- Passage
....................
A team of over 100 Nobel laureates have, in an open letter to Greenpeace, urged the environmental group to “cease and desist” its campaign against genetically modified crops and food. In the letter, released Thursday, the Nobel laureates singled out Greenpeace’s opposition to “Golden Rice” — a strain of genetically modified rice that contains a gene that boosts the production of vitamin A precursor beta-carotene.

“Organizations opposed to modern plant breeding, with Greenpeace at their lead, have repeatedly denied these facts and opposed biotechnological innovations in agriculture. They have misrepresented their risks, benefits, and impacts, and supported the criminal destruction of approved field trials and research projects,” the scientists, including molecular biologist James Watson — who was honored in 1962 for co-discovering the structure of the DNA, wrote in the letter.

“We urge Greenpeace and its supporters to re-examine the experience of farmers and consumers worldwide with crops and foods improved through biotechnology, recognize the findings of authoritative scientific bodies and regulatory agencies, and abandon their campaign against ‘GMOs’ in general and Golden Rice in particular,” the scientists said.

Golden Rice, developed in the 1990s, contains an artificially inserted gene that produces beta-carotene, which is not produced in the naturally occurring variety. While proponents argue that it is crucial in the efforts to reduce vitamin A deficiency and childhood blindness among the poorest people living in sub-Saharan Africa and Asia, opponents allege that the GM-rice has the potential to contaminate existing crops.
....................
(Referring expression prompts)
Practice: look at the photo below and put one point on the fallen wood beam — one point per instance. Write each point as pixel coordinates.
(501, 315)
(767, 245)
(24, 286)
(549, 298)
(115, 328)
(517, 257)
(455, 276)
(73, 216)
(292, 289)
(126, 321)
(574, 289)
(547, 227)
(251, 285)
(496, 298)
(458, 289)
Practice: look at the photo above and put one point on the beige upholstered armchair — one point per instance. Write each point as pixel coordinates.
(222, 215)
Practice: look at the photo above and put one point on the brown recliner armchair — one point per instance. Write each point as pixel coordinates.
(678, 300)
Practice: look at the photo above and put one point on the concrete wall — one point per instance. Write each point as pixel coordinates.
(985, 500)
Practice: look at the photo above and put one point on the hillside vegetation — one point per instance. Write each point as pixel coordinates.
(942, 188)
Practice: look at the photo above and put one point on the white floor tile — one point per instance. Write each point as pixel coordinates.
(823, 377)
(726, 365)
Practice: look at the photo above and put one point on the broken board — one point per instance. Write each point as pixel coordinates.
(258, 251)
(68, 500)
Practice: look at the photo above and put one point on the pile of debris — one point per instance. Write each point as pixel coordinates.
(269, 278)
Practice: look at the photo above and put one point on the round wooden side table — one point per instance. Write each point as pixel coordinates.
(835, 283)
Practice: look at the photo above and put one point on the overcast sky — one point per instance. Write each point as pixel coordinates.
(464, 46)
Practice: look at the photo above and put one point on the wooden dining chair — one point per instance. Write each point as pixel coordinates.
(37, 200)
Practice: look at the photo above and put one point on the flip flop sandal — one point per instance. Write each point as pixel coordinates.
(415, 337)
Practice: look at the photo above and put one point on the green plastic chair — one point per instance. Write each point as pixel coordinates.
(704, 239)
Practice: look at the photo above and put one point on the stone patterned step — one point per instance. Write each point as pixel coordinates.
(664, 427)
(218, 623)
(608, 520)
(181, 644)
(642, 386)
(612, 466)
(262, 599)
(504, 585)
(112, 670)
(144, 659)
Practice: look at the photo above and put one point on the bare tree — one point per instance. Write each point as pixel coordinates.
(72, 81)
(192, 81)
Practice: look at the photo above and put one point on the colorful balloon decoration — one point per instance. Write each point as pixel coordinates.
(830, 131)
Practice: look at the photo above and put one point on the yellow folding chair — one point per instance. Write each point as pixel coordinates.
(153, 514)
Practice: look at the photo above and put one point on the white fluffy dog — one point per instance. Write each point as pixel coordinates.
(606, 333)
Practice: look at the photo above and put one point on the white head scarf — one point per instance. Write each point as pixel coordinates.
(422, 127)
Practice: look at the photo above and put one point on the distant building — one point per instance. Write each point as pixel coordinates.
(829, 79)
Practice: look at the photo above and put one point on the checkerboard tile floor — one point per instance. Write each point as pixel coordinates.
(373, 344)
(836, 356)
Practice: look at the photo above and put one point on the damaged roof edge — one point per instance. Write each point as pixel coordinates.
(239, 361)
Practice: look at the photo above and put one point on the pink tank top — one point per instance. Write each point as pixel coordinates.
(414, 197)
....................
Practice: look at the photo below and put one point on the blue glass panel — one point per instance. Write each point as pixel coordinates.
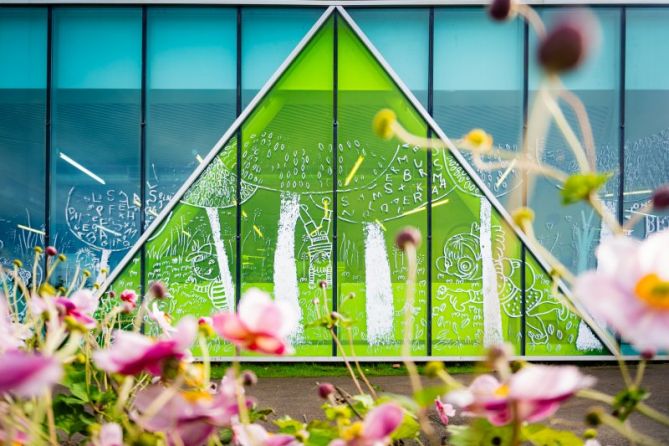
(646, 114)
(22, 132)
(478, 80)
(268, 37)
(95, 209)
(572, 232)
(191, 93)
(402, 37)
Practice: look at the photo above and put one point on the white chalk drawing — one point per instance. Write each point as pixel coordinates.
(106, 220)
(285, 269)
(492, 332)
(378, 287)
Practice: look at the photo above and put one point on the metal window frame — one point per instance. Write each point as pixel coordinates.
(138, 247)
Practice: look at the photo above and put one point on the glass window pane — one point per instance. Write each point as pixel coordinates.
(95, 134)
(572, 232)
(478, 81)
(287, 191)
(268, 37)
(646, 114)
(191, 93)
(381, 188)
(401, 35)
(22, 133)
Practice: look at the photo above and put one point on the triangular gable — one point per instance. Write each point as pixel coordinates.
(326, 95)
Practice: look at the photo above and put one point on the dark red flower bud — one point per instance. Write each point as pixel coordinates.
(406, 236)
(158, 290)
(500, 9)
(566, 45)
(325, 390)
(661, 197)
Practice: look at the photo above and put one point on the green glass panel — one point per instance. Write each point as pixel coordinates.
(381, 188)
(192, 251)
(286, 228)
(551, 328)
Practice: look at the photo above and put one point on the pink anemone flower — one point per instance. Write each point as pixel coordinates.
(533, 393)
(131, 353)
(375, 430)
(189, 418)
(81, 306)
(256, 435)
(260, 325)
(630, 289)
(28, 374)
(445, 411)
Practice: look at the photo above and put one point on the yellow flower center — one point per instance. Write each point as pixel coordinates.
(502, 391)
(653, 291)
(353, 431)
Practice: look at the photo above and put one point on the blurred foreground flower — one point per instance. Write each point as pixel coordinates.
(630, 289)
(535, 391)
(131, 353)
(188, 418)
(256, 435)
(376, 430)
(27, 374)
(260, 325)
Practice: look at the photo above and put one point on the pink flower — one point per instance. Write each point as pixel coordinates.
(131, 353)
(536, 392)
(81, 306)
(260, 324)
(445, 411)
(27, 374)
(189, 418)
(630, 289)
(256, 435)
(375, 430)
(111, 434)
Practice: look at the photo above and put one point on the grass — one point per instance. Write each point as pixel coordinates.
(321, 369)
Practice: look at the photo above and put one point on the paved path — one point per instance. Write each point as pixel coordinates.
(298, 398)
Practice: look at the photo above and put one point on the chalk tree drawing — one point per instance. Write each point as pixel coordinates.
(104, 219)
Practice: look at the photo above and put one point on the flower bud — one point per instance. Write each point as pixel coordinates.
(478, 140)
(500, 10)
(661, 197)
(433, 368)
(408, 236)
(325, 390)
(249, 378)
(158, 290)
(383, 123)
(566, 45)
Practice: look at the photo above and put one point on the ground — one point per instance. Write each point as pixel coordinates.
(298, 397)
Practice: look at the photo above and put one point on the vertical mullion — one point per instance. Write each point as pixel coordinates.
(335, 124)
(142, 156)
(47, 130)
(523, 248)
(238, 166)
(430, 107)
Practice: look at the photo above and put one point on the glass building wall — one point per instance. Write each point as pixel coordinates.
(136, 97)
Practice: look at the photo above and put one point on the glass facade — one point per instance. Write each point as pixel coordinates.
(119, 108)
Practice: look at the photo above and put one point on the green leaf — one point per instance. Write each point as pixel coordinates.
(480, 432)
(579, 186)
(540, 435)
....................
- Exercise requirements
1. Using the Golden Rice article, say whether each statement agrees with it, answering yes or no and quoting the words that decide it: (a) Golden Rice was developed in the 1990s. (b) James Watson was honored in 1972. (c) The naturally occurring variety of rice produces beta-carotene.
2. List every action the scientists urge Greenpeace and its supporters to take in the Golden Rice article.
3. Write the next part of the Golden Rice article, continuing from its final sentence.

- Task answers
1.
(a) Yes: "Golden Rice, developed in the 1990s"
(b) No: "who was honored in 1962 for co-discovering the structure of the DNA"
(c) No: "which is not produced in the naturally occurring variety"

2.
1. Re-examine the experience of farmers and consumers worldwide with crops and foods improved through biotechnology
2. Recognize the findings of authoritative scientific bodies and regulatory agencies
3. Abandon their campaign against "GMOs" in general and Golden Rice in particular

3.
RTX12N8E A scientist shows "Golden Rice" (right) and ordinary rice at the International Rice Research Institute in Los Banos, Laguna south of Manila, Aug. 14, 2013. Photo: REUTERS/Erik De Castro

“We call upon the governments of the world to reject Greenpeace's campaign against Golden Rice specifically, and crops and foods improved through biotechnology in general; and to do everything in their power to oppose Greenpeace's actions and accelerate the access of farmers to all the tools of modern biology, especially seeds improved through biotechnology,” the Nobel laureates wrote. “Opposition based on emotion and dogma contradicted by data must be stopped.”

Genetic modification of crops has long been a highly polarizing issue across the globe since it became common in the mid-1990s. According to a recent Pew survey, a majority of the general public in the U.S. — about 57 percent — believe that genetically modified food is generally unsafe to eat. However, an overwhelming 88 percent of the scientists surveyed state that GM food is generally safe to eat.

Moreover, in a report released in May, the National Academies of Sciences, Engineering and Medicine stated that GM crops appear to be safe to eat and do not harm the environment. 

Greenpeace, however, has long spearheaded the campaign against any genetic modification of crops, which it argues is only driven by corporations seeking higher profits at the cost of environmental and human health.

“Corporations are overhyping ‘Golden’ rice to pave the way for global approval of other more profitable genetically engineered crops. This costly experiment has failed to produce results for the last 20 years and diverted attention from methods that already work,” Wilhelmina Pelegrina, a campaigner at Greenpeace Southeast Asia, said in a statement. “Rather than invest in this overpriced public relations exercise, we need to address malnutrition through a more diverse diet, equitable access to food and eco-agriculture.”